>> START Source text

In at least some embodiments, the NSCL 22 maintains verification data 48. The verification data 48 may be stored as part of the recovery information 46 in the node 42 and/or memory/storage 18, or it may be stored separately in either or both nodes. During normal "live" operation NSCL 22, M2M resource information 50 will be dynamically maintained. For purposes of this discussion, the M2M resource information 50 at least includes one or more of: registration resources for applications and SCLs registered at the NSCL 22; collection and collections attributes resources for collections created or announced at the NSCL 22; and groupings resources and their attributes at the NSCL 22 as well as the NSCL own data.

When the NSCL 22 undergoes an abnormal reset-e.g., after a software crash, power interruption, etc.-it may have retained some or all of the resource information 50. The verification data 48 provides an advantageous basis for the NSCL 22 to verify the integrity of any resource information 50 remaining at the NSCL 22 after an abnormal reset. In turn, for any remaining resource information 50 that is determined to be corrupted, the NSCL 22 uses corresponding records or entries in the recovery information 46, to obtain the needed identifiers and POC information of the associated M2M entities, and contacts those identified M2M entities to recreate the corrupted information at the NSCL 22. Further, the recovery information 46 enables the NSCL 22 to identify and recover any missing resource information-i.e., particular resource items that, according to the recovery information 46 should be present in the resource information 50 but are missing. Correspondingly, NSCL 22 uses the recovery information 46 to obtain the identifiers and POC information for those M2M entities indicated by the recovery information 46 as being associated with the missing information, to recreate the missing information at the NSCL 22.

In an example embodiment, the network node 12 is configured to perform failure recovery for the NSCL 22. For example, the NSCL 22 itself can be programmed to perform failure recovery as part of its post-failure restart operations. In support of such operations, the communication interface 14 is configured for exchanging signaling between the NSCL 22 and other M2M entities in the network 10, e.g., entities 24, 26, 30, 34 and 36. Further, the processing circuit 16, which is operatively associated with the communication interface 14, is configured to instantiate the NSCL 22, maintain recovery information 46 and, in at least some embodiments, verification data 48, for the NSCL 22 in a persistent data store, e.g., store 18 or 44. Hereafter, the discussion will refer to "persistent data store 44" but it should be understood that, unless noted, the memory/storage 18 in the node 12 also may be used as a persistent data store in addition to or as an alternative to the persistent data store 44.

>> END Source text

- **Stated goal a**: Update the listing lines from the one containing "Would you be able to indicate the tree" through the last line of the listing, both included, replacing "dropping" with "placing" and keeping everything else the same. Return only those lines.

>> START Available records

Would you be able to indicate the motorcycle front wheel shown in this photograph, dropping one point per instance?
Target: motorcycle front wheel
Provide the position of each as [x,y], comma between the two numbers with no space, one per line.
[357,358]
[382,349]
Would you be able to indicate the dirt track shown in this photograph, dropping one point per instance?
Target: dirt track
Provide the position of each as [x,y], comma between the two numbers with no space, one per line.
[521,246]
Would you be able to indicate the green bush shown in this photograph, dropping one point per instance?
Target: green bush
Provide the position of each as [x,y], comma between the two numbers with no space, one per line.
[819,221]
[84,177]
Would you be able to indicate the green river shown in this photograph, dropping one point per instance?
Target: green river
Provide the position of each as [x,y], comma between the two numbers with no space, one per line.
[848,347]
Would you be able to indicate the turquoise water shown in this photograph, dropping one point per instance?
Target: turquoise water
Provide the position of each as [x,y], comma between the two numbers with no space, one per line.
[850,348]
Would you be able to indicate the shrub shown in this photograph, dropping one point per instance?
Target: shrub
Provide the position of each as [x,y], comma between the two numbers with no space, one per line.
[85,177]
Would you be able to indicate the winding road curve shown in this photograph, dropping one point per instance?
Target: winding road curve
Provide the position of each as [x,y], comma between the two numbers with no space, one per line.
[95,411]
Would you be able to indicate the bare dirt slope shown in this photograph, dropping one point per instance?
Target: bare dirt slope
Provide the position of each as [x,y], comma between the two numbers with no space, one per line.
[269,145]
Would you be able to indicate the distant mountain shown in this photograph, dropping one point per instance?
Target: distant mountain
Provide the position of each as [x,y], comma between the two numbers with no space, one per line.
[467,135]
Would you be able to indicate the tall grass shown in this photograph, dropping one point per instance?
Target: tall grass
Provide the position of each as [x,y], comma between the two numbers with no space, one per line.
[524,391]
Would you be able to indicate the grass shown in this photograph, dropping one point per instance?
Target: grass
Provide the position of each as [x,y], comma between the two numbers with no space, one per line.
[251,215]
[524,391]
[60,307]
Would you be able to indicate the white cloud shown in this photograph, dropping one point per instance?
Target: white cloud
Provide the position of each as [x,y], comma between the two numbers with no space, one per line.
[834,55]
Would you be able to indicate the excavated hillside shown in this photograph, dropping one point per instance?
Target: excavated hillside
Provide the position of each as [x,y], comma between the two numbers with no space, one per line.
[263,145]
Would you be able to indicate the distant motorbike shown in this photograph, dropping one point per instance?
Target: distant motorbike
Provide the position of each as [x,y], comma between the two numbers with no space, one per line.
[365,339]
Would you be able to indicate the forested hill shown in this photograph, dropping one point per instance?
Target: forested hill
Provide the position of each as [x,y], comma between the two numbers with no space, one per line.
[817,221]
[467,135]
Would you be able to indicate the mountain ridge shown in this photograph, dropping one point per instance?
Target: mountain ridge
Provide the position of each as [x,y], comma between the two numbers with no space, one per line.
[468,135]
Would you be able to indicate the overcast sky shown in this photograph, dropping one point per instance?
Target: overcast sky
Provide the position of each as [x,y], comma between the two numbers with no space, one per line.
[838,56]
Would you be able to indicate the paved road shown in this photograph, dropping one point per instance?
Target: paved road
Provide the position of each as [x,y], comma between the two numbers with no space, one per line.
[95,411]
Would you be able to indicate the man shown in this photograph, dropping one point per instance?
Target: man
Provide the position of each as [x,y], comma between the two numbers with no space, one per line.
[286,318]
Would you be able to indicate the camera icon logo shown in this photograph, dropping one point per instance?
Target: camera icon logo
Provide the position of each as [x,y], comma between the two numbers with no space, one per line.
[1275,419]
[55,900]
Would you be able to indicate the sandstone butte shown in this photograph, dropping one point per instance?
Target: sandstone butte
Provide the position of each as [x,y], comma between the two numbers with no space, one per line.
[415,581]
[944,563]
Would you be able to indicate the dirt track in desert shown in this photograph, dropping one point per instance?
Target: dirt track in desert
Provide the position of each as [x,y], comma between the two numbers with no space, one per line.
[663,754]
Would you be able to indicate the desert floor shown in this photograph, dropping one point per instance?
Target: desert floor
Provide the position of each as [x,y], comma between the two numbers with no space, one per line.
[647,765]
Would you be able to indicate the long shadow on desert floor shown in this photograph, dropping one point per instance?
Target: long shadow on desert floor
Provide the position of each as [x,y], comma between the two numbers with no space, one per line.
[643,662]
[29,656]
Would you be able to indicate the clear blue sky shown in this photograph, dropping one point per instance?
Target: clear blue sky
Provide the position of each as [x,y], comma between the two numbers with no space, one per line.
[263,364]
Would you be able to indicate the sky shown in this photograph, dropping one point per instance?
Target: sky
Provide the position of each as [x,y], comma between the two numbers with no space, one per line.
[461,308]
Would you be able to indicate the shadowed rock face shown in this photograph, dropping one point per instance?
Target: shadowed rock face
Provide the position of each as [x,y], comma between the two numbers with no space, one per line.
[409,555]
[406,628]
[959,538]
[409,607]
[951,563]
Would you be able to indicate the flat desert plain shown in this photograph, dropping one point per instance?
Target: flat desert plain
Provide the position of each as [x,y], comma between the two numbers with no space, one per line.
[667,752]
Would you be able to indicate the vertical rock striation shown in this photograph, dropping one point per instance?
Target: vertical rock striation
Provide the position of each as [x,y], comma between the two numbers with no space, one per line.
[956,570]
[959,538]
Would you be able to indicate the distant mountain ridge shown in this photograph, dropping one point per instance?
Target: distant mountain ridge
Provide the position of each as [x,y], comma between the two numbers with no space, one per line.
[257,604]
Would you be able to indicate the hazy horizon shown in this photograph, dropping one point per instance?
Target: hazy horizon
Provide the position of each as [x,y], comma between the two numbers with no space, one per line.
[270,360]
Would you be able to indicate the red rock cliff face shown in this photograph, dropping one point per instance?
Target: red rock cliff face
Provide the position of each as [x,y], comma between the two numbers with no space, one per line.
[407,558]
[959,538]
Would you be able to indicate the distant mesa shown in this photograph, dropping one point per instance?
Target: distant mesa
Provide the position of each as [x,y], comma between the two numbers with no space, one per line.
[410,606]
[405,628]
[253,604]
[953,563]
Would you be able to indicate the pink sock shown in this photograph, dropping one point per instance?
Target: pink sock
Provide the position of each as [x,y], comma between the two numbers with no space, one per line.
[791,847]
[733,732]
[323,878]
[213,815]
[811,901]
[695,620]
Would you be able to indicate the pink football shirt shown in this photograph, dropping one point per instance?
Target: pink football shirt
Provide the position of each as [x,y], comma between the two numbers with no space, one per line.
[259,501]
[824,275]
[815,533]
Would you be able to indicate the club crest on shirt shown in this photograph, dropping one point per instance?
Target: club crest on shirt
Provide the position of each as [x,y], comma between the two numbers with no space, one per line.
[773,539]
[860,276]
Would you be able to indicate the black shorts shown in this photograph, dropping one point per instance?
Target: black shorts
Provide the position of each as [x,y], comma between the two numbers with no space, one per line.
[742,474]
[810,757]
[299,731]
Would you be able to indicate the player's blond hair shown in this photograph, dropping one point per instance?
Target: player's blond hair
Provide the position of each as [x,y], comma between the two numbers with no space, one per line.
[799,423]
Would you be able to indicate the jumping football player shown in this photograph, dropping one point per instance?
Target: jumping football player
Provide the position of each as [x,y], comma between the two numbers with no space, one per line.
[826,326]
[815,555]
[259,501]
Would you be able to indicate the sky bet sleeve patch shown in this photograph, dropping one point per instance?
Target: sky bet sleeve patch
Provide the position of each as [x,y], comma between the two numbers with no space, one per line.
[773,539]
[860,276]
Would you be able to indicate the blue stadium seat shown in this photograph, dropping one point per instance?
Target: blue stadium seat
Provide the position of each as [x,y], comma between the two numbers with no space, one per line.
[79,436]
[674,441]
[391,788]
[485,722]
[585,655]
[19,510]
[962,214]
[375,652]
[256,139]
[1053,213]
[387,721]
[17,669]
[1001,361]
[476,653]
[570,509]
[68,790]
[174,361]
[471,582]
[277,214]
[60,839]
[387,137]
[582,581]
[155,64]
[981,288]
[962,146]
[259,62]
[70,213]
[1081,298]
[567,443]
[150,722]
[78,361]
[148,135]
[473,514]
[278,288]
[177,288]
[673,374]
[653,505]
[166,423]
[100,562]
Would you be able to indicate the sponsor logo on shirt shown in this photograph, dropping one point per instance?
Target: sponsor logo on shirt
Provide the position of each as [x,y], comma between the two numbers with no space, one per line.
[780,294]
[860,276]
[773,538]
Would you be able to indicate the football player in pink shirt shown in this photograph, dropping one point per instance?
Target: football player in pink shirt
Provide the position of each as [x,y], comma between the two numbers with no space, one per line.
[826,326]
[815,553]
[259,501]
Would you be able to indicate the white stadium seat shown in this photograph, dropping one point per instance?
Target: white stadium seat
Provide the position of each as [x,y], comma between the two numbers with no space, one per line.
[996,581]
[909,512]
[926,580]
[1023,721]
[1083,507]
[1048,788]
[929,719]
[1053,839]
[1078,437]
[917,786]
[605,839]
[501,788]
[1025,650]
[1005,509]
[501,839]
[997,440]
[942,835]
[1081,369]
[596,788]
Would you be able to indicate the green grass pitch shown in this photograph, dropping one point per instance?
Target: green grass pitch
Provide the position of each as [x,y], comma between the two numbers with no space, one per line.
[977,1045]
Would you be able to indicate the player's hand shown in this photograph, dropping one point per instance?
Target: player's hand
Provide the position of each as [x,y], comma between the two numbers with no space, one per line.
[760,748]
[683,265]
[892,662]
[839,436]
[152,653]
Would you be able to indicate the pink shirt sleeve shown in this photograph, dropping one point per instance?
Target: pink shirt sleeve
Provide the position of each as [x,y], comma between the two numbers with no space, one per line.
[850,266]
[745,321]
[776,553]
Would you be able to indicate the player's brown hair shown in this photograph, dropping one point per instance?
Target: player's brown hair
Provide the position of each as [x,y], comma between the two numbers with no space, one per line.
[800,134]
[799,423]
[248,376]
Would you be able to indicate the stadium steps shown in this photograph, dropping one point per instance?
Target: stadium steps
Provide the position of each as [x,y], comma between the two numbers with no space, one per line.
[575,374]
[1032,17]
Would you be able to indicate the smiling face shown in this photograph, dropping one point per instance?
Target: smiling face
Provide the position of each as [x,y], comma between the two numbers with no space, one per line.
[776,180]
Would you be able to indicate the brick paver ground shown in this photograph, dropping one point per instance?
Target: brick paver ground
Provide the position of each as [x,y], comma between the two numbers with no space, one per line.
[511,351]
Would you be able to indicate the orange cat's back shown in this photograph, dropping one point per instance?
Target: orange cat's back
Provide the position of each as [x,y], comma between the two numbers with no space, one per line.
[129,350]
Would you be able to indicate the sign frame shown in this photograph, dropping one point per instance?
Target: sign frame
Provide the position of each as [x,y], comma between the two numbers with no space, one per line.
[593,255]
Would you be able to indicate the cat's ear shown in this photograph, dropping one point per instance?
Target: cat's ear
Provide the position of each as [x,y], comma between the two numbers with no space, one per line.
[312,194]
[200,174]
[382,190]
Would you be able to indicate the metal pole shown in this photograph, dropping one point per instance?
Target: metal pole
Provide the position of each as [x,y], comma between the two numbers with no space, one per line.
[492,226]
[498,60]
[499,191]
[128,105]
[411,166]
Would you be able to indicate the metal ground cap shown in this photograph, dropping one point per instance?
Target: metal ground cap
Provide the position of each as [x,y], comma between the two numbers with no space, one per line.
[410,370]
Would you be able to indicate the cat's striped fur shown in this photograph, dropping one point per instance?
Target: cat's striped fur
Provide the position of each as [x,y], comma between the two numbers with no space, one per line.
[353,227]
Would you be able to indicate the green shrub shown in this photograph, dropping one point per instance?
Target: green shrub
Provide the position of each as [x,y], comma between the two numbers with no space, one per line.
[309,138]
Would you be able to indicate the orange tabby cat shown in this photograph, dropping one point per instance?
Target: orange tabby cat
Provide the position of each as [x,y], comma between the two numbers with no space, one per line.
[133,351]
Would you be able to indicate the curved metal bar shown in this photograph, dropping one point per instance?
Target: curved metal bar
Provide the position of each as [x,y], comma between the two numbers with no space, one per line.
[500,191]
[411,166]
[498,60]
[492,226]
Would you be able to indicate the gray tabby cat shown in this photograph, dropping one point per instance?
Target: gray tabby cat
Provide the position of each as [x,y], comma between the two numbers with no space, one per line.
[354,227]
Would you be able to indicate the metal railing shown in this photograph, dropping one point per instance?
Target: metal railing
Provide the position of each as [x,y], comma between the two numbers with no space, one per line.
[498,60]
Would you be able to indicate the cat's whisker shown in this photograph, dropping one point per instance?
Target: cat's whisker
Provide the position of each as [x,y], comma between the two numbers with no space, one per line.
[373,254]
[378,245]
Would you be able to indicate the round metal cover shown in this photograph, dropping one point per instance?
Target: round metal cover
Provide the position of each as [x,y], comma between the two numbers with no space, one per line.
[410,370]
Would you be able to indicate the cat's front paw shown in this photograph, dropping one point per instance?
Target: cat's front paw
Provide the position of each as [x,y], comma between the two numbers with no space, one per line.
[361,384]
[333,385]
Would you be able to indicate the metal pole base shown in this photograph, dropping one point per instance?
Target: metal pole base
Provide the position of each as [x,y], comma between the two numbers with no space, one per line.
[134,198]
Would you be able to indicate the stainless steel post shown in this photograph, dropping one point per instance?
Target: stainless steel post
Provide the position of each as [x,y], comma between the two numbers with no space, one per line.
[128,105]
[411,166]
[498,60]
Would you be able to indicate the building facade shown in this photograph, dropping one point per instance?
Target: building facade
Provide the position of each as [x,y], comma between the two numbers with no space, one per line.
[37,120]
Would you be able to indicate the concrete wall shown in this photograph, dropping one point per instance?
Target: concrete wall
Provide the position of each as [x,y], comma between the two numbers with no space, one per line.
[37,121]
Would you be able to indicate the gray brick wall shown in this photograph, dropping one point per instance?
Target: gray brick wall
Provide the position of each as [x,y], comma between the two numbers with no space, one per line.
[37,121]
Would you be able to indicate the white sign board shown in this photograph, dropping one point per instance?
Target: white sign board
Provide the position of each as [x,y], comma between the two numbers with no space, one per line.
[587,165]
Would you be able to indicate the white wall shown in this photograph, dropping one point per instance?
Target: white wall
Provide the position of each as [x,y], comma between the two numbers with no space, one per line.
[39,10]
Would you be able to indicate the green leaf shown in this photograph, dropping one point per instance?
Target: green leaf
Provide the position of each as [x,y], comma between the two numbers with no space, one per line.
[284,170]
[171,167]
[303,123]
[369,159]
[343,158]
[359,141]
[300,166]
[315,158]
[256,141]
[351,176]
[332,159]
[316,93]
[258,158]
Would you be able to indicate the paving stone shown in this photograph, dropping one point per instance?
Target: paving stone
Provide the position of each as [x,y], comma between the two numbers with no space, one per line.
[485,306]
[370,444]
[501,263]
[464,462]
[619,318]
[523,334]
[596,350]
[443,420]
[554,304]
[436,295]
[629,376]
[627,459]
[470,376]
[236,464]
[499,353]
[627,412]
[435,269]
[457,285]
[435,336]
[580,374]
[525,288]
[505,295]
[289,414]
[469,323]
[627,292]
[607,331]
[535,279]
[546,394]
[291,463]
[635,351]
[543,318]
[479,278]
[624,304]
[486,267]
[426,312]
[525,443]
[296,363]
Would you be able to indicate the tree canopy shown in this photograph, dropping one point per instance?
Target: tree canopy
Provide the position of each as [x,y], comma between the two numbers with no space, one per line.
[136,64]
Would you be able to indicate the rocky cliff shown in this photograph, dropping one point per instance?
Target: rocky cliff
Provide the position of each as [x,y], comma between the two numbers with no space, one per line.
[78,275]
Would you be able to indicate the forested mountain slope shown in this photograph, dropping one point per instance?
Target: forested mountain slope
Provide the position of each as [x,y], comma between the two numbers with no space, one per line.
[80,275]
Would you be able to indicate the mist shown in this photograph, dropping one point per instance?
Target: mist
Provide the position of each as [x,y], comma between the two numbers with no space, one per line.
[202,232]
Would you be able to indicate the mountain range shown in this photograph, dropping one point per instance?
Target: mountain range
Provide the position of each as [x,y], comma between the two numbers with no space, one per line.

>> END Available records

- **Stated goal b**: Output the passage of the NSCL recovery text from "In at least some embodiments, the" to "NSCL own data.", word for word.

- **Final result a**:
Would you be able to indicate the tree canopy shown in this photograph, placing one point per instance?
Target: tree canopy
Provide the position of each as [x,y], comma between the two numbers with no space, one per line.
[136,64]
Would you be able to indicate the rocky cliff shown in this photograph, placing one point per instance?
Target: rocky cliff
Provide the position of each as [x,y], comma between the two numbers with no space, one per line.
[78,275]
Would you be able to indicate the forested mountain slope shown in this photograph, placing one point per instance?
Target: forested mountain slope
Provide the position of each as [x,y], comma between the two numbers with no space, one per line.
[80,275]
Would you be able to indicate the mist shown in this photograph, placing one point per instance?
Target: mist
Provide the position of each as [x,y], comma between the two numbers with no space, one per line.
[202,232]
Would you be able to indicate the mountain range shown in this photograph, placing one point per instance?
Target: mountain range
Provide the position of each as [x,y], comma between the two numbers with no space, one per line.

- **Final result b**:
In at least some embodiments, the NSCL 22 maintains verification data 48. The verification data 48 may be stored as part of the recovery information 46 in the node 42 and/or memory/storage 18, or it may be stored separately in either or both nodes. During normal "live" operation NSCL 22, M2M resource information 50 will be dynamically maintained. For purposes of this discussion, the M2M resource information 50 at least includes one or more of: registration resources for applications and SCLs registered at the NSCL 22; collection and collections attributes resources for collections created or announced at the NSCL 22; and groupings resources and their attributes at the NSCL 22 as well as the NSCL own data.